Document segment:
........

"Logan seems to believe that if there is divine guidance there will necessarily be evidence of non-randomness."
Yes, he believes it because he says, "...The agency is potentially detectable" if events are not random, and "When intelligent beings direct events, the events are not random..." Detecting an agency would be tantamount to detecting non-randomness.
However, it's easy to come up with a model of divine activity that would involve guidance but be indistinguishable from purely random processes. One such model:
Suppose the world is distinct from God in that it could continue functioning in God's absence. Its functions would be determined by properties built into its constituents--in other words, laws of nature. Suppose God most of the time actually allows such world to function on its own but closely monitors it to see how it is evolving and on occasion tweaks it to keep it going in a desired direction.

........

Material supplied:
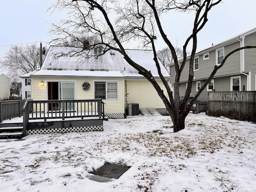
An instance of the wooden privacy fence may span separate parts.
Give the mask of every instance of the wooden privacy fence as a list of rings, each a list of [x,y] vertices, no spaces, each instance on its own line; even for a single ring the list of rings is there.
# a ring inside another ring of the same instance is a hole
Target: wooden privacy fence
[[[4,120],[16,117],[21,117],[21,109],[24,100],[0,101],[0,123]]]
[[[256,91],[210,92],[209,115],[256,122]]]

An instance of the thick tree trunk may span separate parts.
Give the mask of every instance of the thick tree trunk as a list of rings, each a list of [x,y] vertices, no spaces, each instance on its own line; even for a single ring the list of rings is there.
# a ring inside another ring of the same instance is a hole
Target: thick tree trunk
[[[176,120],[172,119],[173,123],[173,131],[174,132],[178,132],[185,128],[185,118],[177,118]]]

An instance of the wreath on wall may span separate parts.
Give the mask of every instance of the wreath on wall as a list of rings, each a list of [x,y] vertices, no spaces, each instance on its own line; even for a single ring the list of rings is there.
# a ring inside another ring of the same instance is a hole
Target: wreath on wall
[[[84,82],[82,85],[82,87],[84,90],[88,91],[90,89],[90,87],[91,87],[91,86],[90,85],[90,83],[88,82]]]

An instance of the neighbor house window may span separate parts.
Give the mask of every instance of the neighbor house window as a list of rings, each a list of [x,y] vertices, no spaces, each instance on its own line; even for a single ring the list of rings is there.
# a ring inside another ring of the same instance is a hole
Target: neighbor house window
[[[26,99],[31,98],[31,91],[25,91],[25,98]]]
[[[211,80],[207,85],[207,90],[212,91],[214,89],[214,80],[213,79]]]
[[[230,84],[231,85],[230,90],[231,91],[240,91],[240,83],[241,77],[237,76],[230,78]]]
[[[27,85],[31,85],[31,80],[30,79],[26,78],[25,79],[25,85],[26,86]]]
[[[95,82],[95,99],[117,99],[117,82]]]
[[[204,55],[203,56],[203,59],[204,60],[205,60],[208,59],[209,59],[209,53],[204,54]]]
[[[195,58],[194,60],[194,70],[196,71],[199,69],[199,58]]]
[[[188,88],[188,83],[186,83],[186,90],[187,90],[187,88]],[[190,92],[190,95],[191,94],[191,93]]]
[[[224,59],[224,48],[216,50],[216,65],[220,65]]]
[[[201,88],[201,82],[197,81],[196,82],[196,91],[198,91],[198,90],[200,89],[200,88]]]

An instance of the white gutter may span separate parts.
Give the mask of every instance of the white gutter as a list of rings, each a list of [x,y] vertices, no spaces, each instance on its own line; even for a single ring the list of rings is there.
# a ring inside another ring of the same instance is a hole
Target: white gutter
[[[237,38],[237,40],[240,42],[240,47],[242,47],[244,46],[244,37],[243,37],[241,38]],[[246,90],[251,90],[251,80],[250,76],[249,78],[249,75],[244,73],[243,71],[244,71],[244,49],[242,49],[240,51],[241,54],[241,57],[240,57],[240,73],[243,75],[246,75],[247,76],[247,88]],[[249,74],[250,76],[250,72],[249,72]]]

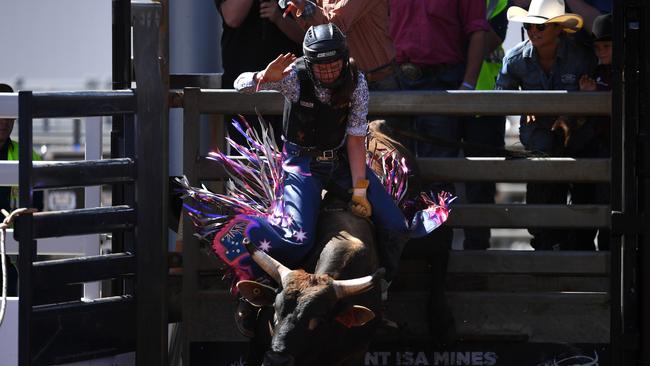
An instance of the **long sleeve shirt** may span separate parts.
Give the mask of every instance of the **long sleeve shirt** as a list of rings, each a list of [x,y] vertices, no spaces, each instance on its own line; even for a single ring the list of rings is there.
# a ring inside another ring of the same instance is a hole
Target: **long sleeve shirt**
[[[254,72],[245,72],[235,80],[235,89],[244,93],[255,92],[257,84]],[[280,81],[261,83],[260,90],[277,90],[284,95],[291,103],[298,102],[300,97],[300,81],[295,66],[292,66],[289,73]],[[328,104],[331,98],[329,89],[316,86],[316,97]],[[352,136],[365,136],[368,131],[368,84],[363,73],[359,73],[357,87],[352,92],[350,100],[350,113],[346,132]]]
[[[590,49],[560,37],[555,62],[546,73],[535,47],[526,40],[506,52],[495,89],[577,91],[580,77],[590,75],[595,66],[596,57]],[[555,117],[539,117],[536,123],[550,127],[554,121]]]
[[[487,31],[485,1],[391,0],[390,35],[398,63],[456,65],[469,36]]]

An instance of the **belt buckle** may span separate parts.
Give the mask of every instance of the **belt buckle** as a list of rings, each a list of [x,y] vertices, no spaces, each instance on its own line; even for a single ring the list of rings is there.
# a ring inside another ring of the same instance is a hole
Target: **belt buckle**
[[[409,80],[418,80],[422,78],[422,68],[412,63],[404,63],[399,65],[402,75]]]
[[[316,157],[317,161],[334,160],[334,150],[325,150],[321,156]]]

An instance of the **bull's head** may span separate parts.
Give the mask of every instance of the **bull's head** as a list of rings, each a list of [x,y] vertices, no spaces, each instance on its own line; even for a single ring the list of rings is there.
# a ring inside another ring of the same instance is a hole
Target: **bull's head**
[[[271,351],[263,365],[306,364],[304,358],[314,353],[316,342],[327,342],[325,337],[335,334],[337,328],[340,331],[342,327],[359,327],[375,317],[367,307],[340,300],[373,288],[383,270],[372,276],[336,280],[327,274],[291,270],[254,245],[245,244],[253,260],[282,288],[276,292],[254,281],[237,283],[241,295],[250,303],[275,309]]]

........

What to work on:
Copy out the passage about divine guidance and randomness word for word, from start to finish. Rely only on the passage about divine guidance and randomness, not on the listing.

Correct result:
"Logan seems to believe that if there is divine guidance there will necessarily be evidence of non-randomness."
Yes, he believes it because he says, "...The agency is potentially detectable" if events are not random, and "When intelligent beings direct events, the events are not random..." Detecting an agency would be tantamount to detecting non-randomness.
However, it's easy to come up with a model of divine activity that would involve guidance but be indistinguishable from purely random processes. One such model:
Suppose the world is distinct from God in that it could continue functioning in God's absence. Its functions would be determined by properties built into its constituents--in other words, laws of nature. Suppose God most of the time actually allows such world to function on its own but closely monitors it to see how it is evolving and on occasion tweaks it to keep it going in a desired direction.